__Task to complete__:
Could you copy every record below exactly as it stands?

__Listed entries__:
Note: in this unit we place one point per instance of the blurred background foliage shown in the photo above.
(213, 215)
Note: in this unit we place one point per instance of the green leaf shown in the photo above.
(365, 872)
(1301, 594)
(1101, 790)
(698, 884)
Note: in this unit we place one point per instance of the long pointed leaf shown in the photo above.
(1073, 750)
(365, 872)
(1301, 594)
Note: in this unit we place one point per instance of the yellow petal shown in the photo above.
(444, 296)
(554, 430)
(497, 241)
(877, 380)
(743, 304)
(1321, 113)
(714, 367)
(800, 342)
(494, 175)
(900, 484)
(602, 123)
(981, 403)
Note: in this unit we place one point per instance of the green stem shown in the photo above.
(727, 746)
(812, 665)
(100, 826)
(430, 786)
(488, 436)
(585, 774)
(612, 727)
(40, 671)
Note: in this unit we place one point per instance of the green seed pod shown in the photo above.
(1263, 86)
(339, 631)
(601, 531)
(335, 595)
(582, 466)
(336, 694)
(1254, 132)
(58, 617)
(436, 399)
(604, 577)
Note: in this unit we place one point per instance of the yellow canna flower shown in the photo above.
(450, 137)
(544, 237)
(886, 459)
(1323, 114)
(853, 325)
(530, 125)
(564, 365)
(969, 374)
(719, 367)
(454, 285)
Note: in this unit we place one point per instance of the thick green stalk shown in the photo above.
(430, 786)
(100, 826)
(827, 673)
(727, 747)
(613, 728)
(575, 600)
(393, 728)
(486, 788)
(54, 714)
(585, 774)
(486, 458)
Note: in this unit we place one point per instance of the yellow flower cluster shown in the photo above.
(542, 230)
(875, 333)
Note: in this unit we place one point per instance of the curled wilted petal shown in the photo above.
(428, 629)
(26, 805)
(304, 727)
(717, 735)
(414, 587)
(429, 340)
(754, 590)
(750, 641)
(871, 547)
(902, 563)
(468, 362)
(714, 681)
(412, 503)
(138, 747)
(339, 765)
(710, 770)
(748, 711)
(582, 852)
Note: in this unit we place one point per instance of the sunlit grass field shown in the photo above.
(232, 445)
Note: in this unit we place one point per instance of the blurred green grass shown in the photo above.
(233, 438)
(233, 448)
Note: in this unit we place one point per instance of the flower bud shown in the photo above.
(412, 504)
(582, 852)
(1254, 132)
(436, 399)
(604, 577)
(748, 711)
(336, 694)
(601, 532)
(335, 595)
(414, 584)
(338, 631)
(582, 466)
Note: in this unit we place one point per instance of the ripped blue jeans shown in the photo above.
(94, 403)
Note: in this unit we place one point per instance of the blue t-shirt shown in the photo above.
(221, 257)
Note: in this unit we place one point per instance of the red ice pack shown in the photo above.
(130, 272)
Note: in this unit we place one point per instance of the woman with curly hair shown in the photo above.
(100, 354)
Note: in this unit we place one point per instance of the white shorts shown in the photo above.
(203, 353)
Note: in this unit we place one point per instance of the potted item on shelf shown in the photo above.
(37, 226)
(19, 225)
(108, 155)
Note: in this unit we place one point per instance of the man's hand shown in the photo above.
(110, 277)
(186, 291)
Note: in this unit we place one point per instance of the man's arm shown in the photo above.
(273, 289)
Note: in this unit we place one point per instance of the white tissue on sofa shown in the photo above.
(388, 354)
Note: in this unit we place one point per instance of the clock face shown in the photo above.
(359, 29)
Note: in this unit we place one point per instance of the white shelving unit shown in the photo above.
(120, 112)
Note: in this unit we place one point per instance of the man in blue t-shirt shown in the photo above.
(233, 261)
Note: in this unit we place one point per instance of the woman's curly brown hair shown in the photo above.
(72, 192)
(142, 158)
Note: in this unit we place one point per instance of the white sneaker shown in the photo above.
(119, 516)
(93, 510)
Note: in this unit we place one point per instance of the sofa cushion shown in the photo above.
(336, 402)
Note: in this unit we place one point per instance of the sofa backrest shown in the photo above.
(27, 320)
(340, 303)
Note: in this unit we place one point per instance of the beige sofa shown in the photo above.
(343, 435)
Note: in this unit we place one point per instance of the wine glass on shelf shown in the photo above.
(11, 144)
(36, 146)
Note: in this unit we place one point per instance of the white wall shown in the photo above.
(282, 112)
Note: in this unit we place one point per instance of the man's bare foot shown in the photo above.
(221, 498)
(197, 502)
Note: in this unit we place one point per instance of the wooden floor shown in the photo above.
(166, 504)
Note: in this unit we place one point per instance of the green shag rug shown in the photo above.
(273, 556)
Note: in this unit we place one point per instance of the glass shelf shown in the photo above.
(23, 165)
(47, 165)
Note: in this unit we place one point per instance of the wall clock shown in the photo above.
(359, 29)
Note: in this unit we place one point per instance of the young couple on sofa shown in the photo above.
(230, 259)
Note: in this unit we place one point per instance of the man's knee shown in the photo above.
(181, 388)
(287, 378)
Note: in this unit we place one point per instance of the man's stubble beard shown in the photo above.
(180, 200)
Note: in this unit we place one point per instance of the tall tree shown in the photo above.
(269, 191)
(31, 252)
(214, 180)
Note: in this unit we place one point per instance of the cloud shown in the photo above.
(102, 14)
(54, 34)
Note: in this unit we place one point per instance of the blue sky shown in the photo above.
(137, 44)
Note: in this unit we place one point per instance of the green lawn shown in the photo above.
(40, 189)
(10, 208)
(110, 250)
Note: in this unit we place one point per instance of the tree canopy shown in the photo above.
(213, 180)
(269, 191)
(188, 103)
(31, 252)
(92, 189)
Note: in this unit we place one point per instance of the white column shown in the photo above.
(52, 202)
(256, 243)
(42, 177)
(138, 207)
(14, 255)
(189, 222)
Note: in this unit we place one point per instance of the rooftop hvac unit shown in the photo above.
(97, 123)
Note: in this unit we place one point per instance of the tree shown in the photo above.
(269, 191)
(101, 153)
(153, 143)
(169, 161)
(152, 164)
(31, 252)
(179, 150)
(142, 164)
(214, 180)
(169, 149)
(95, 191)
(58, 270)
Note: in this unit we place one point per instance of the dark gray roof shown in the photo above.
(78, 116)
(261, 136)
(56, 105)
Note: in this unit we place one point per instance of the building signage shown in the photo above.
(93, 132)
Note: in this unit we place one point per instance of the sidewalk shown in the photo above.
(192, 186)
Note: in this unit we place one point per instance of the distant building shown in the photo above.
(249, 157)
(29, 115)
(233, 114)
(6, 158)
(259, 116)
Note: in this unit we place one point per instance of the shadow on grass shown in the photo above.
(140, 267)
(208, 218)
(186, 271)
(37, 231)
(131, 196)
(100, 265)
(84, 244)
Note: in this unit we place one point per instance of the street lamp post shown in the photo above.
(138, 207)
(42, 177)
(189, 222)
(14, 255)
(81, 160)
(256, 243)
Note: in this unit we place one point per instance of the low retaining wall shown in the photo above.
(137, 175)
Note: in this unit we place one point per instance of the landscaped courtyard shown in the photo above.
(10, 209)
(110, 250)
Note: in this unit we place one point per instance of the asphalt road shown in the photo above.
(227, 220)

__Answer to the exercise__:
Note: in this unit we place one point per instance of the blurred background foliage shown in the photo above.
(213, 215)
Note: in this unit we place one point per instance of the green leaf shown in the photo above.
(365, 872)
(1301, 594)
(1101, 790)
(698, 884)
Note: in this unit we place one point per instance of the long pointed leaf shown in the photo above.
(1073, 750)
(365, 872)
(1301, 594)
Note: in this unit we place one point per instance of the yellow petal shown in the photo above.
(444, 296)
(554, 430)
(497, 241)
(877, 380)
(743, 304)
(1321, 113)
(714, 367)
(800, 342)
(494, 175)
(900, 484)
(602, 123)
(981, 403)
Note: in this unit we place one point per instance of the green stem shown in the photo above.
(727, 746)
(812, 665)
(100, 826)
(430, 786)
(488, 436)
(585, 774)
(612, 727)
(40, 671)
Note: in this unit we place one point per instance of the green seed pod shown in the photo above.
(1263, 86)
(339, 631)
(601, 531)
(335, 595)
(582, 466)
(336, 694)
(1254, 132)
(58, 617)
(436, 399)
(604, 577)
Note: in this unit we place one point per instance of the yellow canna flower shown in the photo above.
(450, 137)
(544, 237)
(886, 459)
(1323, 114)
(853, 325)
(530, 125)
(564, 365)
(969, 374)
(719, 367)
(454, 285)
Note: in this unit we place one point per instance of the thick green stalk shown in the photo above.
(430, 786)
(100, 826)
(827, 673)
(727, 747)
(613, 728)
(575, 600)
(393, 728)
(486, 788)
(54, 714)
(585, 774)
(486, 458)
Note: in this unit we place one point per instance of the yellow flower cluster shown in the photo above.
(542, 230)
(875, 333)
Note: in this unit we place one point per instance of the curled wilted petal shown in the photo above.
(428, 629)
(26, 805)
(304, 727)
(717, 735)
(414, 587)
(429, 340)
(754, 590)
(750, 641)
(871, 547)
(902, 563)
(468, 362)
(714, 681)
(412, 503)
(138, 747)
(339, 765)
(710, 770)
(748, 711)
(582, 852)
Note: in this unit we place one point per instance of the sunlit grass field shown in the photo above.
(232, 445)
Note: in this unit we place one point per instance of the blurred green grass shown in the photo above.
(233, 438)
(233, 448)
Note: in this unit we place one point per instance of the flower bud shown in the photo above.
(412, 504)
(582, 852)
(1254, 132)
(436, 399)
(604, 577)
(748, 711)
(336, 694)
(601, 532)
(335, 595)
(414, 584)
(338, 631)
(582, 466)
Note: in this unit we place one point per instance of the ripped blue jeans shown in the photo above.
(94, 403)
Note: in this unit we place one point per instance of the blue t-shirt shown in the photo above.
(221, 257)
Note: in this unit we place one point per instance of the red ice pack shown in the photo above.
(130, 272)
Note: in this unit we place one point per instance of the woman with curly hair shown in the photo above.
(100, 354)
Note: in this unit we place one point per instance of the white shorts shown in the photo above.
(203, 353)
Note: in this unit we place one point per instance of the potted item on shelf shown in the photo above.
(37, 226)
(19, 225)
(108, 155)
Note: in this unit we place one point per instance of the man's hand shown in the photo above.
(110, 277)
(186, 291)
Note: in this unit we place one point per instance of the man's arm shown in the photo above.
(273, 289)
Note: in this unit we place one point per instance of the white tissue on sofa shown in the photo above.
(388, 354)
Note: in this unit we place one point per instance of the clock face shown in the photo above.
(359, 29)
Note: in this unit we place one point per instance of the white shelving unit shown in the photo above.
(120, 112)
Note: in this unit we place one point per instance of the man in blue t-shirt shown in the photo above.
(233, 261)
Note: in this unit we place one point per instance of the woman's curly brown hair shown in the photo above.
(72, 192)
(142, 158)
Note: in this unit we place one point per instance of the white sneaker shown in the photo above.
(119, 516)
(93, 510)
Note: in this unit we place one point per instance of the sofa cushion shown in the photo above.
(336, 402)
Note: in this unit we place one point per instance of the sofa backrest shown in the photo above.
(27, 320)
(340, 303)
Note: in this unit we place one point per instance of the beige sofa shown in the photo above.
(343, 435)
Note: in this unit we place one point per instance of the wine glass on shelf shown in the photo above.
(11, 144)
(36, 146)
Note: in this unit we place one point per instance of the white wall shown in the photo above.
(282, 112)
Note: in this unit we place one point per instance of the man's bare foot shown in the photo above.
(221, 498)
(197, 502)
Note: in this unit we place one point per instance of the wooden floor shown in the photo above.
(166, 504)
Note: in this unit we place one point per instance of the green shag rug shown in the photo above.
(273, 556)
Note: in this unit we place one point per instance of the glass shelf shown in the photo above.
(23, 165)
(47, 165)
Note: in this unit we place one point per instance of the wall clock shown in the photo above.
(359, 29)
Note: in this unit we place one point per instance of the young couple on sofa shown in the photo above.
(230, 259)
Note: in this unit we place one point per instance of the man's knee shown in the photo above.
(181, 388)
(287, 378)
Note: in this unit we place one point per instance of the man's stubble beard shown in the photo above.
(180, 200)
Note: in this unit we place one point per instance of the tall tree shown in the photo above.
(269, 191)
(31, 252)
(214, 180)
Note: in this unit we place one point per instance of the cloud shown in the photo above.
(102, 14)
(54, 34)
Note: in this unit we place one point per instance of the blue sky shown in the photo above.
(137, 44)
Note: in this unit we place one point per instance of the green lawn shown in the photo above.
(40, 189)
(10, 208)
(110, 250)
Note: in this unit we place one point per instance of the tree canopy shown in the photo above.
(213, 180)
(269, 191)
(188, 103)
(31, 252)
(92, 189)
Note: in this unit we place one point per instance of the white column shown in the photo above.
(52, 202)
(256, 243)
(42, 177)
(138, 207)
(14, 255)
(189, 222)
Note: in this unit we place one point per instance of the rooftop hvac unit shown in the photo above.
(97, 123)
Note: in this unit we place one point per instance of the tree shown in the photo above.
(269, 191)
(101, 153)
(153, 143)
(169, 161)
(152, 164)
(31, 252)
(179, 150)
(142, 164)
(214, 180)
(169, 149)
(95, 191)
(58, 270)
Note: in this unit we place one point per instance of the dark gray roof shown in the photo above.
(78, 116)
(261, 136)
(56, 105)
Note: in this unit we place one point per instance of the building signage shown in the photo above.
(93, 132)
Note: in this unit we place one point per instance of the sidewalk shown in the photo above.
(192, 186)
Note: in this unit we place one point per instance of the distant building shown in the photo above.
(249, 157)
(29, 115)
(233, 114)
(6, 158)
(259, 116)
Note: in this unit we place one point per instance of the shadow on grass shown in the photo above.
(140, 267)
(208, 218)
(186, 271)
(37, 231)
(131, 196)
(100, 265)
(84, 244)
Note: in this unit we place one point per instance of the street lamp post shown in the photo above.
(138, 207)
(42, 177)
(189, 222)
(14, 255)
(81, 160)
(256, 243)
Note: in this unit we place one point per instance of the low retaining wall shown in the photo above.
(137, 175)
Note: in this unit we place one point per instance of the landscaped courtyard shown in the photo above.
(10, 209)
(110, 250)
Note: in this unit we place one point per instance of the asphalt road shown in the photo above.
(227, 220)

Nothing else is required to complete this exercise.